▶ _Task prompt_: Which lines in the items below contain the word "even"? Copy each of them out whole.

────

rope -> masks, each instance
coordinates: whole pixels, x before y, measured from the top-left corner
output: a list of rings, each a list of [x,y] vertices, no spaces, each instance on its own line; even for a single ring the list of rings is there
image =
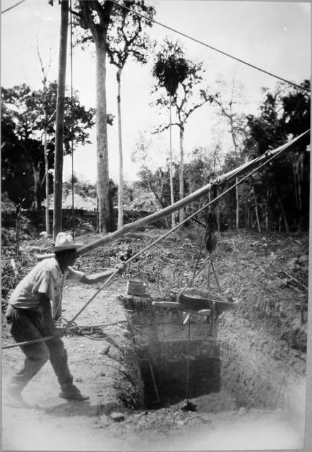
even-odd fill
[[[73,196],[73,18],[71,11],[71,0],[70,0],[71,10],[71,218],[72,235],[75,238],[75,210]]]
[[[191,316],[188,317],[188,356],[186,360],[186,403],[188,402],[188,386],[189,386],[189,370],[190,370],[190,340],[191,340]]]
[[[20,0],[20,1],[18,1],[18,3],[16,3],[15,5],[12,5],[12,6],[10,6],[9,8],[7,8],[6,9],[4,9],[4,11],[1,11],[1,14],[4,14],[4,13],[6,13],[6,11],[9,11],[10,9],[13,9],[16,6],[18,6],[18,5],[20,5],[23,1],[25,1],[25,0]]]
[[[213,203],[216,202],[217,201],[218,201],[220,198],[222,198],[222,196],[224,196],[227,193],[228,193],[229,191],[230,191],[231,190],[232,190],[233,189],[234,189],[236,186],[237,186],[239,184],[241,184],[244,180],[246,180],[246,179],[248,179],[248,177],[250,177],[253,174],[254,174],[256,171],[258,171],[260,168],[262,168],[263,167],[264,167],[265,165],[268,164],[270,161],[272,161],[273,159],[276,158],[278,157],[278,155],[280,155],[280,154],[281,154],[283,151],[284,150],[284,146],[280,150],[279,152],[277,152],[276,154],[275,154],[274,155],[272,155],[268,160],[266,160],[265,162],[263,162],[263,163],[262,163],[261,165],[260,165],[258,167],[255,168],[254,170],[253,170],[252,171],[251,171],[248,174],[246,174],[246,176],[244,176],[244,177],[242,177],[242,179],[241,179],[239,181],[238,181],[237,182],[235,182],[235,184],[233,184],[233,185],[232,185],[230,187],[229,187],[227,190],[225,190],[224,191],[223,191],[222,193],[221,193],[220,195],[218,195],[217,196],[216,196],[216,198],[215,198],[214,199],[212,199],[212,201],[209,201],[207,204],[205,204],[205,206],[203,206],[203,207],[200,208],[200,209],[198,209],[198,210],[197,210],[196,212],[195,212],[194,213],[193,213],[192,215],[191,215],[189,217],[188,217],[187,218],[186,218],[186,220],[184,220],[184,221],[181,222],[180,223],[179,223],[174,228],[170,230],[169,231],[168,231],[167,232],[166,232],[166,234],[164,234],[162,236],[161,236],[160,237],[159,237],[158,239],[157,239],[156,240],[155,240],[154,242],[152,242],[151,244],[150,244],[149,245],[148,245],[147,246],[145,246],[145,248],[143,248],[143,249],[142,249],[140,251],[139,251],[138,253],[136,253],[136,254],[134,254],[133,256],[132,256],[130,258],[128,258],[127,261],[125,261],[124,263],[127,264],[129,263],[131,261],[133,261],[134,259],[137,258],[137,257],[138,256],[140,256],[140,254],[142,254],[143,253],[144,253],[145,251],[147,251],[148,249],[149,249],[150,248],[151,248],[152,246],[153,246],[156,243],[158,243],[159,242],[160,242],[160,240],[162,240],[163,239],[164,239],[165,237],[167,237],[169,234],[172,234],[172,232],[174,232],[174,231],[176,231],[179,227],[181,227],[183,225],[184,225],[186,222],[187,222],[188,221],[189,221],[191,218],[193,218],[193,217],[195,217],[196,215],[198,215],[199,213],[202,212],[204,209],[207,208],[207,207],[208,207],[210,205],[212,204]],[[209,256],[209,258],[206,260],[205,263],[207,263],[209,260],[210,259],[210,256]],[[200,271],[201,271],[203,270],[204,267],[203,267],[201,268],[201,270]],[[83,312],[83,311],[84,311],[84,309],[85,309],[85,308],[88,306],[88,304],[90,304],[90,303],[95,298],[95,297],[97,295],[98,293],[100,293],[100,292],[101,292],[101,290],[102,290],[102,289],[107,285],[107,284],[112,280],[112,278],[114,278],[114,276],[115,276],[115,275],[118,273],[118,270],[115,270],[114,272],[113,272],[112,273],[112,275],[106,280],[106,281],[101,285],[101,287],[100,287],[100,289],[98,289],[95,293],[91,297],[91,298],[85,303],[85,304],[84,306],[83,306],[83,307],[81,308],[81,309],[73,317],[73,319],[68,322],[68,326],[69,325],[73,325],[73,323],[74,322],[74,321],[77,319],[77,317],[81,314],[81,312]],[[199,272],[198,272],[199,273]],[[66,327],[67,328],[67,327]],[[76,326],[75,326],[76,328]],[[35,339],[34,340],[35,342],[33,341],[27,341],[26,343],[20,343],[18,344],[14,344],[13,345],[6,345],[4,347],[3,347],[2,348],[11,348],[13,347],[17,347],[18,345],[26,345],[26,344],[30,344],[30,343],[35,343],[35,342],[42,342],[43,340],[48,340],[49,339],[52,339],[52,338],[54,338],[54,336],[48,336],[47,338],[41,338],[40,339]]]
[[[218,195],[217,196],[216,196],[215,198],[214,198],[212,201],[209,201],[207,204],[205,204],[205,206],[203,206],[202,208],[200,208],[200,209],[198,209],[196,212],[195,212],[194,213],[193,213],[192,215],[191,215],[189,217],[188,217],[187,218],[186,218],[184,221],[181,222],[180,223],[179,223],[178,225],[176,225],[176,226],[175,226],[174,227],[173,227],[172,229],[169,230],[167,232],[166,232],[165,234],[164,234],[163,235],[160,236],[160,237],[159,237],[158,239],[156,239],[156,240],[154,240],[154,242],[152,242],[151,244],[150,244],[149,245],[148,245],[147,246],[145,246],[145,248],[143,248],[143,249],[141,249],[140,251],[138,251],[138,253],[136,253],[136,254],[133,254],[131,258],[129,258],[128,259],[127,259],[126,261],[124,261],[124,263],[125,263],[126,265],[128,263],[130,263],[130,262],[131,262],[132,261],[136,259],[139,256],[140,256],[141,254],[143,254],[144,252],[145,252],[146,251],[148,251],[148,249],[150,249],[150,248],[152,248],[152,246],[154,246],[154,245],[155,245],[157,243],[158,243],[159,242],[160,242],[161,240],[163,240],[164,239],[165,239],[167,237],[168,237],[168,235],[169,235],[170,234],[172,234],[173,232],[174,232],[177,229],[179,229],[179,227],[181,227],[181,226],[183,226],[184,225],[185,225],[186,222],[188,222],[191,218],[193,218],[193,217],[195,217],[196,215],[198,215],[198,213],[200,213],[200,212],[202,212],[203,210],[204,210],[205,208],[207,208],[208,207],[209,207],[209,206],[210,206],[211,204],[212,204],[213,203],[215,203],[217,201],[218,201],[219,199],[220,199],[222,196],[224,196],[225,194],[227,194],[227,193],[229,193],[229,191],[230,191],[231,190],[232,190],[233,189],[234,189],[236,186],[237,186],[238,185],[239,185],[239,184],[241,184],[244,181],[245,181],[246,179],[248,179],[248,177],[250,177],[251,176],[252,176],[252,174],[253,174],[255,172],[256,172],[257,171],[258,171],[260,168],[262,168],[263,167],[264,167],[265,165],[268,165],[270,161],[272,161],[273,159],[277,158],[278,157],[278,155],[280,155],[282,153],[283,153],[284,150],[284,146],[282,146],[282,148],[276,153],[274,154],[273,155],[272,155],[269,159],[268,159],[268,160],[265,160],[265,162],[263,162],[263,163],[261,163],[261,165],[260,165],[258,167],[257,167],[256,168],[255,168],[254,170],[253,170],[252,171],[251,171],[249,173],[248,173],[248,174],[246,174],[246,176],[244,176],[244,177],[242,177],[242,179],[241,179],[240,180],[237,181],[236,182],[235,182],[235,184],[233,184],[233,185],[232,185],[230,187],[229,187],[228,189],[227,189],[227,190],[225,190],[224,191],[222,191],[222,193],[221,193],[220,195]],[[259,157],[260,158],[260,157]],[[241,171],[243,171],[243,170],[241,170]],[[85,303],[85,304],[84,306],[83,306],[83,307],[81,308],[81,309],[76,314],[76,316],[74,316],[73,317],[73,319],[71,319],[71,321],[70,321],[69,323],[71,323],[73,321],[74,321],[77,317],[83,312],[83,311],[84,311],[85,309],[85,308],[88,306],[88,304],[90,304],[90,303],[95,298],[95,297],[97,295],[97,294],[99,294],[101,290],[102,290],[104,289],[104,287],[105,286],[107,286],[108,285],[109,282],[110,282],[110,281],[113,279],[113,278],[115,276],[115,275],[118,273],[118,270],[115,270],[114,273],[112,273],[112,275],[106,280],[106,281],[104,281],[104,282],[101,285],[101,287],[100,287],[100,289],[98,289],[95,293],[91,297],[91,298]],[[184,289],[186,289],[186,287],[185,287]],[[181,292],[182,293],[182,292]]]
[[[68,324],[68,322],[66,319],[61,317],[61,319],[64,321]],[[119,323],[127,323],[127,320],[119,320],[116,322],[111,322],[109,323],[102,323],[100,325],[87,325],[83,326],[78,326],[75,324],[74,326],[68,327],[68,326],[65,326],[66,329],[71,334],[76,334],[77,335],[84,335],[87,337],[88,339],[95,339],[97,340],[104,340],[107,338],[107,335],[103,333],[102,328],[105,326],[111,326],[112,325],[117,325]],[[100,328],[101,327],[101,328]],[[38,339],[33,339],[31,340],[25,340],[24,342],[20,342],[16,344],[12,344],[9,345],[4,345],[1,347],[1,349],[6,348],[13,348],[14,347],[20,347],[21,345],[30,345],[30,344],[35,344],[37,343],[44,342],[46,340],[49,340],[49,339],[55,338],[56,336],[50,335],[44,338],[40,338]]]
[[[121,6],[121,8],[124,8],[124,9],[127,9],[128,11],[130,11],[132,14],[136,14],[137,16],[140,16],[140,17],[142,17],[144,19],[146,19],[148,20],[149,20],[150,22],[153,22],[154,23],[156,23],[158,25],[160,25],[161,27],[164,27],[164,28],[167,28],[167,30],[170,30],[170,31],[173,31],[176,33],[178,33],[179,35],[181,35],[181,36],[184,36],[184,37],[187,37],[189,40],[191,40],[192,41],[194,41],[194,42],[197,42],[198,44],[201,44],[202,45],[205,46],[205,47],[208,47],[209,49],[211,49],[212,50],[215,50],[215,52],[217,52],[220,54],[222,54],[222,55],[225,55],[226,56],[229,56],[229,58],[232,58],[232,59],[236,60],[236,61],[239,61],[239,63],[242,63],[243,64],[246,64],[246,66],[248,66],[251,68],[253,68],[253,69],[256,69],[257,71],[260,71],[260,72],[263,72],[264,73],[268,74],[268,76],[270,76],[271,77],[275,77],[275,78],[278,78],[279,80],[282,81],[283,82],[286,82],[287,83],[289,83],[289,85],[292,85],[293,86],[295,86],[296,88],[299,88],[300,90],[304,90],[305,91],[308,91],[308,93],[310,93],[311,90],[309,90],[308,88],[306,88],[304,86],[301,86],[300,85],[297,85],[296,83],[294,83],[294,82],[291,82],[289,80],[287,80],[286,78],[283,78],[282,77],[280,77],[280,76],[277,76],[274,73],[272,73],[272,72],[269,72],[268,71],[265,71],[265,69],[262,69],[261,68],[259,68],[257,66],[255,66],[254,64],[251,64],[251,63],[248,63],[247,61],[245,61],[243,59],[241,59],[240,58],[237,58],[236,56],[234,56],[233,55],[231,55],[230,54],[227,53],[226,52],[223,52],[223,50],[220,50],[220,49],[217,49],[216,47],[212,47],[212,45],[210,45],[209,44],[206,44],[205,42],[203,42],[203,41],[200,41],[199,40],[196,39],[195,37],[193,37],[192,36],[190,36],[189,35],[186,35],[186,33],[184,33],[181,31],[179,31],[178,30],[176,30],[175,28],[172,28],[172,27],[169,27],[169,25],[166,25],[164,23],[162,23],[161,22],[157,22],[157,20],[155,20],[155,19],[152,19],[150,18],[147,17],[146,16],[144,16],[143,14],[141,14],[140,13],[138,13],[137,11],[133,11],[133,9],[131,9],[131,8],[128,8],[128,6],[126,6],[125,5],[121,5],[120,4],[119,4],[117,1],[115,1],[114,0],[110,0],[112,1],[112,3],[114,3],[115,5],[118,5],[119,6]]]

────

▶ _Solved problem_:
output: a list of rings, each a list of [x,y] vertices, no spaces, each instance on its own line; even for a single ring the list of rings is there
even-odd fill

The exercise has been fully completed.